PASSAGE PROVIDED
Prices for the common benefit
Will the Prime Minister call an election for late November, should Malta be cleared by mid-year to adopt the euro on January 1, 2008? The question is exercising many a mind, as well as pushing the political parties towards red alert. There are still...
Will the Prime Minister call an election for late November, should Malta be cleared by mid-year to adopt the euro on January 1, 2008?
The question is exercising many a mind, as well as pushing the political parties towards red alert. There are still many ifs and buts on the horizon. Leading them is whether there will be a sustainable downward trend in prices, as measured by the Harmonised Index of Consumer Prices, relative to the EU benchmark.
That will relate more to statistics than to what people experience where it matters most. The seasonal dip in hotel room rates, for instance, will not affect domestic consumers. The price of medicines, to take one major item, will be much more relevant to actual well-being. One has yet to see the price reductions in healthcare confidently touted by the government some months back.
Rather the opposite. Taking my own example, the cost of my intake has just crept up another notch. Nor is it evident that retail prices of staple consumption products have dropped under the influence of new competition, as forecast by government spokesmen. Both the government, and the opposition as the alternative administration, spout easily about their ability to influence prices.

Object descriptions in free text:
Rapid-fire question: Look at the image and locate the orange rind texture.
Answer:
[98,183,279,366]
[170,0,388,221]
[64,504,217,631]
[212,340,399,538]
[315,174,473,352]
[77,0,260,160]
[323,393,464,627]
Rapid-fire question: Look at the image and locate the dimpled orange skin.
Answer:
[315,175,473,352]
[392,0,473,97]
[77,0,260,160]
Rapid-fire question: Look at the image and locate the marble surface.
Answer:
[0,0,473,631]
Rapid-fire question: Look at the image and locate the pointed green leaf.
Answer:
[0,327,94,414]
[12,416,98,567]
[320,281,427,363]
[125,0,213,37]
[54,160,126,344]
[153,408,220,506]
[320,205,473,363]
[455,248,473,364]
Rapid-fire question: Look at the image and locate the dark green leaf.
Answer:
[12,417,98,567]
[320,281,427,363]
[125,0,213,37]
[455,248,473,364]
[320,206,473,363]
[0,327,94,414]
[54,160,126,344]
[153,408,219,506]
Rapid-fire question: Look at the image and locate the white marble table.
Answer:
* * *
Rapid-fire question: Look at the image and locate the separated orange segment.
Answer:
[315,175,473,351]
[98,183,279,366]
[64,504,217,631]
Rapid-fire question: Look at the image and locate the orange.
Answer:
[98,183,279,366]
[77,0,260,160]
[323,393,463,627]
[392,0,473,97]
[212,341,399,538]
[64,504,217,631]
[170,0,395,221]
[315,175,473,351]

TASK
Reproduce the full article on prices and Malta's euro adoption from above, word for word.

ANSWER TO THE PROBLEM
Prices for the common benefit
Will the Prime Minister call an election for late November, should Malta be cleared by mid-year to adopt the euro on January 1, 2008? The question is exercising many a mind, as well as pushing the political parties towards red alert. There are still...
Will the Prime Minister call an election for late November, should Malta be cleared by mid-year to adopt the euro on January 1, 2008?
The question is exercising many a mind, as well as pushing the political parties towards red alert. There are still many ifs and buts on the horizon. Leading them is whether there will be a sustainable downward trend in prices, as measured by the Harmonised Index of Consumer Prices, relative to the EU benchmark.
That will relate more to statistics than to what people experience where it matters most. The seasonal dip in hotel room rates, for instance, will not affect domestic consumers. The price of medicines, to take one major item, will be much more relevant to actual well-being. One has yet to see the price reductions in healthcare confidently touted by the government some months back.
Rather the opposite. Taking my own example, the cost of my intake has just crept up another notch. Nor is it evident that retail prices of staple consumption products have dropped under the influence of new competition, as forecast by government spokesmen. Both the government, and the opposition as the alternative administration, spout easily about their ability to influence prices.